GIVEN REQUEST: Output every line of the listing below as a JSON array of strings, one string per line, omitting blank lines and leaving out the pictures.

SUPPLIED DATA:
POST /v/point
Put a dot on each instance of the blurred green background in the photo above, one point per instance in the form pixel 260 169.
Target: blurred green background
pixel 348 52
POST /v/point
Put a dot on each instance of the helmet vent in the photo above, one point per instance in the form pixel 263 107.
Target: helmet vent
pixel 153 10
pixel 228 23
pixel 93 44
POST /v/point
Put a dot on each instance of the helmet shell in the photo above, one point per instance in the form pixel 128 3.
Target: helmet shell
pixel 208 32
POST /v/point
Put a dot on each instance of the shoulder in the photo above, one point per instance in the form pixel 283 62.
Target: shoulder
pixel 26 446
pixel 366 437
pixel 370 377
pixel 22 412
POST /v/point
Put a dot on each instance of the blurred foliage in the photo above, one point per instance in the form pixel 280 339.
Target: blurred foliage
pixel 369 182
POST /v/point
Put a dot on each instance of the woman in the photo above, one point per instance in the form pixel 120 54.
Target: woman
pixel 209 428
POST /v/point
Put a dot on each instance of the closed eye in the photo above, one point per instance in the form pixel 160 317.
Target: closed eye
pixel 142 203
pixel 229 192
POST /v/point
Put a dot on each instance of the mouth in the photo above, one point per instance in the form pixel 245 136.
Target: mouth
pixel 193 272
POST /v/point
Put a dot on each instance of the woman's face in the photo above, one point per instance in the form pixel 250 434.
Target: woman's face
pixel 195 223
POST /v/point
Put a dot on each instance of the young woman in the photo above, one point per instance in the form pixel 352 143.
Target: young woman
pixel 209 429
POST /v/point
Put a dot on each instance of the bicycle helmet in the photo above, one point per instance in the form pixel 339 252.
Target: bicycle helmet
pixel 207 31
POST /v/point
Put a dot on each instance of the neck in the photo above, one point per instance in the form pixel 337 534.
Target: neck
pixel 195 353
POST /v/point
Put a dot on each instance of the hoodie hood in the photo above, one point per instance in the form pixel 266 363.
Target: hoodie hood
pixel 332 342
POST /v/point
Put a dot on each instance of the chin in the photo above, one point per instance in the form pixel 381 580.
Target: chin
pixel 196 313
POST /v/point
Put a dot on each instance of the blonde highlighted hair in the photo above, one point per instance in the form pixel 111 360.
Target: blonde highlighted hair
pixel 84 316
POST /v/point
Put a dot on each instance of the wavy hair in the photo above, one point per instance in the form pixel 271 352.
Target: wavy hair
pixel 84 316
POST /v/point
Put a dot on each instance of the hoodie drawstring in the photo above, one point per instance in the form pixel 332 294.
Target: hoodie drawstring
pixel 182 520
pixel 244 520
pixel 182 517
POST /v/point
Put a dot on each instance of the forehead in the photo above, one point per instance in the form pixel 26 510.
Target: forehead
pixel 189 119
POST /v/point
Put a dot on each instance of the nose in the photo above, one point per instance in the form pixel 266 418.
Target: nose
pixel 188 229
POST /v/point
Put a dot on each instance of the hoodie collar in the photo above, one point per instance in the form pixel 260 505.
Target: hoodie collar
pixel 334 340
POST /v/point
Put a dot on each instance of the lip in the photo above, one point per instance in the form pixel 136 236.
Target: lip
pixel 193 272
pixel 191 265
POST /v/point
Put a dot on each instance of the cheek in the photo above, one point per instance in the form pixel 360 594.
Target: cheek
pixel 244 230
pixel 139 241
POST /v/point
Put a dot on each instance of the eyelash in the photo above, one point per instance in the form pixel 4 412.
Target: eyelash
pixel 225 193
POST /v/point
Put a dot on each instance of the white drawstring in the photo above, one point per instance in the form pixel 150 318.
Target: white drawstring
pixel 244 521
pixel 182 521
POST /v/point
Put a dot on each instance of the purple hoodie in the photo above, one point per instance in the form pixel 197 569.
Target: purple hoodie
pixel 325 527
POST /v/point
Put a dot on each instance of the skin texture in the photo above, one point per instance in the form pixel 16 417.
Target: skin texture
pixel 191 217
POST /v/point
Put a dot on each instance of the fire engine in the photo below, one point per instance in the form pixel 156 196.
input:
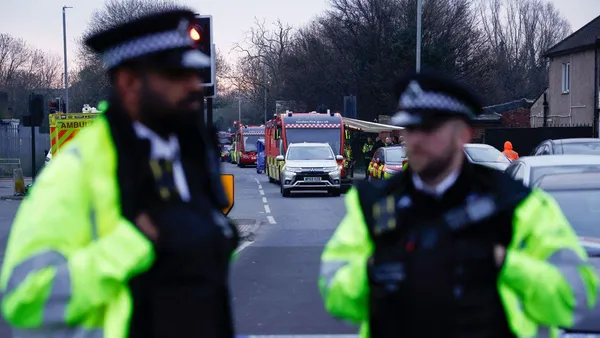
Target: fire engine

RESPONSE BELOW:
[
  "POST /v/point",
  "Put a dot on each instance of the blurred green background in the photo above, one point per instance in the form pixel 260 169.",
  "Target: blurred green background",
  "pixel 348 52",
  "POST /v/point",
  "Put a dot on each instance of the helmet vent in the photo above, one point per instance in the form pixel 263 107.",
  "Target: helmet vent",
  "pixel 153 10",
  "pixel 228 23",
  "pixel 93 44",
  "POST /v/point",
  "Put a dot on each instance of the helmet shell in the photo above, one point per instance in the form pixel 128 3.",
  "Target: helmet shell",
  "pixel 208 32",
  "POST /v/point",
  "Put a dot on each instance of the shoulder in the photo above, one point per instance in the form pixel 283 62.",
  "Target: shoulder",
  "pixel 26 446",
  "pixel 366 437",
  "pixel 370 377",
  "pixel 22 412",
  "POST /v/point",
  "Put a dot on each instance of the blurred foliage in the photo above, one point per instance in the form pixel 280 339.",
  "Target: blurred foliage",
  "pixel 369 182",
  "POST /v/point",
  "Put a dot on each instance of the woman in the photo above, one point per instance in the form pixel 120 54.",
  "Target: woman",
  "pixel 209 428",
  "POST /v/point",
  "Put a dot on each instance of the closed eye in the photo above, one point per instance in the form pixel 160 317.",
  "Target: closed eye",
  "pixel 142 203",
  "pixel 229 192",
  "POST /v/point",
  "Put a dot on each instance of the mouth in the photo above, one point per instance in the form pixel 245 136.",
  "Target: mouth",
  "pixel 193 272",
  "POST /v/point",
  "Put a dot on each instance of the woman's face in the photo above, one point per instance in the form pixel 250 434.",
  "Target: woman's face",
  "pixel 195 223",
  "POST /v/point",
  "Put a dot on each instance of the young woman in the photo above, one point per instance in the form pixel 352 143.",
  "Target: young woman",
  "pixel 209 429",
  "POST /v/point",
  "Put a dot on each instance of the bicycle helmet in the photo above, one point per instance in the form pixel 339 252.",
  "Target: bicycle helmet",
  "pixel 207 31",
  "POST /v/point",
  "Put a dot on each instance of the neck in the photo above, one point per instance in the form pixel 337 534.",
  "Target: neck",
  "pixel 195 353",
  "POST /v/point",
  "Put a dot on each instance of the hoodie hood in the photo above, one point per instance in the form pixel 266 363.",
  "Target: hoodie hood",
  "pixel 332 342",
  "POST /v/point",
  "Put a dot on each instance of the chin in the photo above, one point per instance in the form pixel 381 580.",
  "Target: chin",
  "pixel 196 313",
  "POST /v/point",
  "Put a dot on each instance of the blonde highlighted hair in the photo above, one point per instance in the form pixel 111 360.",
  "Target: blonde highlighted hair",
  "pixel 84 316",
  "POST /v/point",
  "Put a dot on each instance of the wavy hair in the photo above, one point per instance in the form pixel 271 352.",
  "Target: wavy hair",
  "pixel 84 316",
  "POST /v/point",
  "Put a dot on each instance of the hoodie drawstring in the photo above, one point per instance in the form pixel 332 294.",
  "Target: hoodie drawstring",
  "pixel 182 520",
  "pixel 244 520",
  "pixel 182 517",
  "POST /v/point",
  "Put a dot on each instance of the forehead in the photo above, one point per instance in the form pixel 26 510.",
  "Target: forehead",
  "pixel 189 119",
  "POST /v/point",
  "Put a dot on each instance of the nose in the photo above, one point per instance in the form pixel 266 418.",
  "Target: nose",
  "pixel 188 229",
  "POST /v/point",
  "Put a dot on each instance of the hoodie collar in the photo above, one point per instance in the form pixel 260 505.",
  "Target: hoodie collar",
  "pixel 334 340",
  "POST /v/point",
  "Put a dot on each instance of the lip in the photo above, one point per instance in the form pixel 136 236.",
  "Target: lip",
  "pixel 193 272",
  "pixel 191 265",
  "POST /v/point",
  "Put a dot on each instance of the cheek in the photo above, one point per instance in the form pixel 360 594.",
  "Target: cheek",
  "pixel 244 230",
  "pixel 139 241",
  "POST /v/point",
  "Put a dot on each instance of the eyelash in the photo above, one point per instance in the form pixel 4 412.",
  "Target: eyelash",
  "pixel 225 193",
  "POST /v/point",
  "Put a dot on each instance of the white drawstring in the photo above, one point per instance in the form pixel 150 318.",
  "Target: white drawstring",
  "pixel 244 521",
  "pixel 182 521",
  "POST /v/point",
  "Put a dot on each instance of the purple hoodie in the photo above, one point per instance in the form pixel 197 569.",
  "Target: purple hoodie",
  "pixel 325 527",
  "POST /v/point",
  "Put a dot on each instance of the skin texture in the photo above, one point per instance in the form pixel 16 417.",
  "Target: skin texture",
  "pixel 191 217",
  "POST /v/point",
  "Put a dot on each instance of the fire engine in the photo below, one point per instance in the form pixel 156 196.",
  "input:",
  "Target: fire engine"
]